Copy every line of the records below that contains the string "radar". Matching is case-sensitive.
═══ Listing ═══
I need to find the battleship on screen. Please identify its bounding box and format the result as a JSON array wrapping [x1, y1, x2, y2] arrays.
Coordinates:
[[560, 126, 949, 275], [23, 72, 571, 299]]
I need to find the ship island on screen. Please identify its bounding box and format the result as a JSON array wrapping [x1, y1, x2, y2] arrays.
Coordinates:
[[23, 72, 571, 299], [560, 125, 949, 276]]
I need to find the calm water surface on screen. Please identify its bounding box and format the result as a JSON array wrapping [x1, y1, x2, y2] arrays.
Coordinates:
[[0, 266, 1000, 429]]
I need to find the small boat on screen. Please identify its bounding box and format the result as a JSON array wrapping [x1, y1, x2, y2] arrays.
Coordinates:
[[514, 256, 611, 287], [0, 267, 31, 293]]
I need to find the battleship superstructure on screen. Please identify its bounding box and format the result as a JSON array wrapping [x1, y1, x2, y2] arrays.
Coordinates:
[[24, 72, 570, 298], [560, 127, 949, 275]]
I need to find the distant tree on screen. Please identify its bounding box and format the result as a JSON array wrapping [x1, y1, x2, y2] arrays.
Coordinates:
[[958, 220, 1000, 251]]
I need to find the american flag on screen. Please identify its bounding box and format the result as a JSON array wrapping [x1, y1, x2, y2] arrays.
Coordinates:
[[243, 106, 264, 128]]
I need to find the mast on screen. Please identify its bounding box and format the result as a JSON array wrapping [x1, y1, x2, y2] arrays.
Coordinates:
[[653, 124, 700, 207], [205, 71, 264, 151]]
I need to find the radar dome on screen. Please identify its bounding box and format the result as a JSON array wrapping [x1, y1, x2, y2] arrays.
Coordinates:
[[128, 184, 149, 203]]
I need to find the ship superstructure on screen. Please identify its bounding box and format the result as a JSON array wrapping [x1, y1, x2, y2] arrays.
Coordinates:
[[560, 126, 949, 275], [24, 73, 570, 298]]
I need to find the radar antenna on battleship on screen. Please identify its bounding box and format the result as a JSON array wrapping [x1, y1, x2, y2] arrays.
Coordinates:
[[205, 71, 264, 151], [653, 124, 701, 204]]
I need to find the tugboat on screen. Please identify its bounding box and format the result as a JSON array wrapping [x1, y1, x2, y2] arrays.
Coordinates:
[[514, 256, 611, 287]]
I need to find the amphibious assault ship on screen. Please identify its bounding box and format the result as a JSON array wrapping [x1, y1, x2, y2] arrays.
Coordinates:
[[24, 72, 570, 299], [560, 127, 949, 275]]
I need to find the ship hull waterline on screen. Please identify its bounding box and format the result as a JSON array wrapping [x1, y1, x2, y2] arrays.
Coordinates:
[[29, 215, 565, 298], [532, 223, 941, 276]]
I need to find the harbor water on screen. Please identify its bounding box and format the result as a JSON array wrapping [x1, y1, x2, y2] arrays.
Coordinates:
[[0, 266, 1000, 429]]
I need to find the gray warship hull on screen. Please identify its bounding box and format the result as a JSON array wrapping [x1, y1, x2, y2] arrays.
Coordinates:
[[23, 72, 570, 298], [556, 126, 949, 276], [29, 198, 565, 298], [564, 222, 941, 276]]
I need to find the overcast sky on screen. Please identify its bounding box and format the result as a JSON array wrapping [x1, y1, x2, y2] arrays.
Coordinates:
═══
Final result:
I need to find the radar dome on screen. Please identify its bounding box and format the result as a JSON array wrapping [x1, y1, x2, y2] arrays.
I need to find the radar antenna on battleship on screen. Please identify its bounding box and format the result as a JSON array wrapping [x1, y1, x2, y2] arrays.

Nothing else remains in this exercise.